[Given task A] In the passage on continuing treaty relationships after a new State emerges, why do the arbitrators treat the difference between forming a new agreement and confirming succession to an earlier one as only a fine shade of nuance? Answer in one to three sentences.
[Given task B] Pick up the passage on the arbitrators' rule for continuing treaty relationships and carry it on from its final sentence.

## Start Source text

In the present case, in fact the arbitrators formulated the applicable legal rule accurately in the award and both parties accept as much. The arbitrators stated the rule in these terms: … States may agree to continue a pre-existing treaty relationship following the emergence of one of them as a new State and such agreement may be either explicit or tacit and may lack the ordinary formalities associated with the conclusion of a new treaty. … whether this represents the formation of a new legal agreement between the States concerned, or constitutes an agreement confirming succession to an earlier agreement represent[s] fine shades of nuance, but in either view the existence of an agreement is paramount.”

## End Source text
## Start Listing

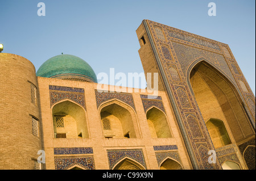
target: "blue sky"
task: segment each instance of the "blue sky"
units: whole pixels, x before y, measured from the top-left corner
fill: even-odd
[[[39,2],[46,16],[39,16]],[[216,5],[209,16],[209,2]],[[96,74],[143,72],[135,30],[149,19],[228,44],[255,95],[254,0],[0,0],[0,43],[37,70],[56,55],[85,60]]]

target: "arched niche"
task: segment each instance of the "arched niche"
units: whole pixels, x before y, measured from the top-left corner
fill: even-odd
[[[85,169],[80,166],[76,165],[75,166],[71,167],[70,168],[68,169],[67,170],[85,170]]]
[[[126,157],[119,161],[113,170],[145,170],[145,168],[138,162]]]
[[[52,108],[55,138],[89,138],[85,111],[70,100],[64,100]]]
[[[108,138],[137,137],[137,118],[133,109],[118,100],[104,103],[100,108],[101,124],[104,137]],[[104,125],[109,122],[108,129]]]
[[[210,119],[206,126],[215,148],[232,144],[224,123],[220,120]]]
[[[146,116],[151,137],[172,137],[166,116],[163,111],[153,107],[147,111]]]
[[[226,161],[222,165],[223,170],[241,170],[239,165],[234,162]]]
[[[183,168],[178,162],[170,158],[167,158],[160,164],[160,170],[183,170]]]
[[[237,142],[254,134],[242,107],[242,97],[226,76],[205,61],[191,66],[188,75],[188,83],[204,120],[222,120],[230,130],[230,138]]]

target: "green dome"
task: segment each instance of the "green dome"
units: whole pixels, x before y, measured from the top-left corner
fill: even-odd
[[[60,54],[43,63],[36,76],[97,82],[94,71],[82,59],[70,54]]]

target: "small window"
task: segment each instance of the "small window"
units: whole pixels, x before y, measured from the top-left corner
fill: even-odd
[[[144,45],[144,44],[146,44],[145,39],[144,38],[143,36],[142,36],[142,37],[141,39],[141,42],[142,45]]]
[[[38,120],[32,117],[32,133],[38,137],[39,137],[39,128]]]
[[[125,134],[124,137],[127,138],[130,138],[130,134],[129,132],[127,133],[126,134]]]
[[[64,128],[64,119],[62,117],[56,118],[56,125],[57,128]]]
[[[67,138],[66,133],[56,133],[56,137],[57,138]]]
[[[32,83],[30,83],[30,88],[31,92],[31,102],[35,105],[36,105],[36,88]]]
[[[103,129],[111,130],[110,121],[108,118],[104,118],[102,120]]]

## End Listing

[Exercise output A] They treat it as a fine nuance because, under either view, the existence of an agreement between the States is what is paramount. Whichever label applies, the decisive question is whether the States agreed, whether explicitly or tacitly.

[Exercise output B]
10

The question is whether, applying that rule to the facts, there was an implied succession agreement here. The case advanced by Gold Pool is a confined one that raises almost no disputed question of fact. Gold Pool claims that Canada and Kazakhstan impliedly agreed that Kazakhstan had succeeded to the FIPA such that it applied between them and bound them:

(1) by paragraph 3 of a Declaration of Economic Co-operation between Canada and Kazakhstan signed between the two countries at Alma-Ata on 10 July 1992 in English, French, Kazakh and Russian (“the 1992 Declaration”); Alternatively

(2) by Note 43/94 dated 13 April 1994 from the Canadian Embassy in Almaty to the Kazakhstan foreign ministry, unsigned but stamped by the Embassy, and the latter's signed reply dated 21 April 1994 although signed the previous day (“the 1994 Exchange”);. Alternatively

(3) by a recital referring to the FIPA in a Trade Agreement between the Government of Canada and the Government of the Republic of Kazakhstan, signed between the two governments at Ottawa on 29 March 1995 in English, French, Kazakh and Russian, all four texts being said to be equally authentic (“the 1995 Recital” and “the Trade Agreement”).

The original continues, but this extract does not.